Page extract:

━━━

Shamsunnahar-Osman Ghani Shikkha Niketon (SOGSN) is a private higher secondary school in Karimganj Upazila, Kishoreganj District, Dhaka Division, Bangladesh. It was established in 2005 by Dr. Osman Faruk and (former Education Minister of Bangladesh, 2001- 2006) and his family member.

History

Beginning
Below is a list of the first teachers at the school, upon its opening.

 Titul Islam (Headmaster)
 Abdul Haque (Assistant Headmaster)

Present
 Rafiqul Alam (Headmaster)
 Habibur Rahman (Assistant Headmaster)

Admission
Usually students are admitted in class 6 and 9. Admission can be considered in other classes if a vacancy is created. The admission test is taken usually in the first week of January.

Class and section system
Each class is divided into two sections — A and B — each containing 50 students.

Uniform
The uniform is a sky blue shirt with full-length navy blue pants for boys.

━━━

Rows from a pointing dataset:

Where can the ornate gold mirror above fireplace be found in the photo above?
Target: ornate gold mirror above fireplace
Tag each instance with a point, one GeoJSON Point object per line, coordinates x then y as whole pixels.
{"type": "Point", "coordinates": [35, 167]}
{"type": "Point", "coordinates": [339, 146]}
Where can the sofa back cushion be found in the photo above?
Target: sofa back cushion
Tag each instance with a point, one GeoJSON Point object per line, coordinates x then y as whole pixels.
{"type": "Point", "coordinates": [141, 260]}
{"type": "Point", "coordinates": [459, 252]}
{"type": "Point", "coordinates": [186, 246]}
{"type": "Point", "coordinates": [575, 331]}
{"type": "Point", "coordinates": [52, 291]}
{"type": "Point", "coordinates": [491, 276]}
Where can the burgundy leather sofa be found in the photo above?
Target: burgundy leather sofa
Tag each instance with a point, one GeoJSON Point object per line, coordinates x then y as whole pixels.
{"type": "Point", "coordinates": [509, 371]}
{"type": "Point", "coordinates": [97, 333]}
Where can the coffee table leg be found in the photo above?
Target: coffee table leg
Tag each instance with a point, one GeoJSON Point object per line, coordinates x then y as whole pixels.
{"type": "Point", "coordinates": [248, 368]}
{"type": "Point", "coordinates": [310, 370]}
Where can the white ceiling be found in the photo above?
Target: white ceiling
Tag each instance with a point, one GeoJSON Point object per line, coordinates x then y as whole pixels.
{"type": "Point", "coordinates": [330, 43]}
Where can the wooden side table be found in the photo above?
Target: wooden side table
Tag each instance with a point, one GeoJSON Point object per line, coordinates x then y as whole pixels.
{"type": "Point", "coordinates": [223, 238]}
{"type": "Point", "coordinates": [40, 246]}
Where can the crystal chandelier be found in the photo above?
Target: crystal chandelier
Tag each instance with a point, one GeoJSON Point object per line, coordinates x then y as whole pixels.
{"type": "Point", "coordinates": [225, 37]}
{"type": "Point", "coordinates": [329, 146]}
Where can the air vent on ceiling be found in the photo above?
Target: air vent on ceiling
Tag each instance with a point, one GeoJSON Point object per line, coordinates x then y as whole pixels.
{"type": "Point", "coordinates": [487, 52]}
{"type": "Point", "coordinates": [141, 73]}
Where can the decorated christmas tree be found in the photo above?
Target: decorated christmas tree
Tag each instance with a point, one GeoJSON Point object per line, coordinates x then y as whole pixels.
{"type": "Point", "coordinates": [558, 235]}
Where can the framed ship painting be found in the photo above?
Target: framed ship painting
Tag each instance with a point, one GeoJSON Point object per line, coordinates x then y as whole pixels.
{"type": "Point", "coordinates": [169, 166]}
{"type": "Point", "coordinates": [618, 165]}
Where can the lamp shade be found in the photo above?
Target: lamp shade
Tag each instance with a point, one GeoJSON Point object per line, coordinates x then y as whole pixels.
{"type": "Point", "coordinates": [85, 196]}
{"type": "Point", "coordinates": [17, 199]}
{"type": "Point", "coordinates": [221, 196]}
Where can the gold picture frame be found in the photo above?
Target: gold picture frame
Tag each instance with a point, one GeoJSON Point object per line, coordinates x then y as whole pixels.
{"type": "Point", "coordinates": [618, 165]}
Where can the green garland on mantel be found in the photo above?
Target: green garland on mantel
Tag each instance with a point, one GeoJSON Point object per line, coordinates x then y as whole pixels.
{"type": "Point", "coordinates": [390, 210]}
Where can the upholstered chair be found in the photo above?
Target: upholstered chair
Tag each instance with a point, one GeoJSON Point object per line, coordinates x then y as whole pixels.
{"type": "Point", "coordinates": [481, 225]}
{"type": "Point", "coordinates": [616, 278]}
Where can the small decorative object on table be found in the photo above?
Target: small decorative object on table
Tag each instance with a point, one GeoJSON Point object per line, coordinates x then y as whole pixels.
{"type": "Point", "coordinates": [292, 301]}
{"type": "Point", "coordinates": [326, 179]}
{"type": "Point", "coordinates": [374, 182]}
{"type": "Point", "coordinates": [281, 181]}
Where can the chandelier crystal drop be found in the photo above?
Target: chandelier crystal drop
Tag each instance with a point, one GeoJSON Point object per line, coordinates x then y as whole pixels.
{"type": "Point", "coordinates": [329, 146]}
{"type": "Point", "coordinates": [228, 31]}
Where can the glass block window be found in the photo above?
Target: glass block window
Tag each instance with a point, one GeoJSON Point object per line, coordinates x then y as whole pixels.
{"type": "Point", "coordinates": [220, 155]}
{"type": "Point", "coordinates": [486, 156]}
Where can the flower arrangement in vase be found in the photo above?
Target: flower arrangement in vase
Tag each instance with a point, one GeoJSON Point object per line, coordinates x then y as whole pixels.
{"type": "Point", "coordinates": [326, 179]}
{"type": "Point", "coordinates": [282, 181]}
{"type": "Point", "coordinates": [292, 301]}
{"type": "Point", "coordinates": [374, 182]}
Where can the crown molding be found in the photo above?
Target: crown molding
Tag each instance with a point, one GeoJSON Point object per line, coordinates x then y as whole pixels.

━━━

Given request 1: In the text about the school, do these statements agree with what it says? (a) Each class has two sections with 50 students in each. (b) The admission test is usually held in the last week of December. (c) Students are usually admitted in classes 6 and 9.
Given request 2: According to the text about the school, who is the present Assistant Headmaster?
Given request 3: Carry on the text about the school from the point where it stops.
None of this data is needed.

Output 1:
(a) Yes: "Each class is divided into two sections — A and B — each containing 50 students."
(b) No: "The admission test is taken usually in the first week of January."
(c) Yes: "Usually students are admitted in class 6 and 9."

Output 2: Habibur Rahman.

Output 3:
Co-curricular activities 

There are some clubs and organizations to help co-curricular activities. There is scouting for the school students.

Library
The library has approximately 2,500 books.

Awards
1. 2013 Best school award in Kishoreganj District for SSC result
2. 2014 Best upazila school award (1 lakh taka by Bangladesh govt)  in Karimganj Upazila

Documentary
A Documentary Film named 'Remembering School' by Farhan Alvee (Batch2012) published in 2020. The film is made to recall the memories of School days.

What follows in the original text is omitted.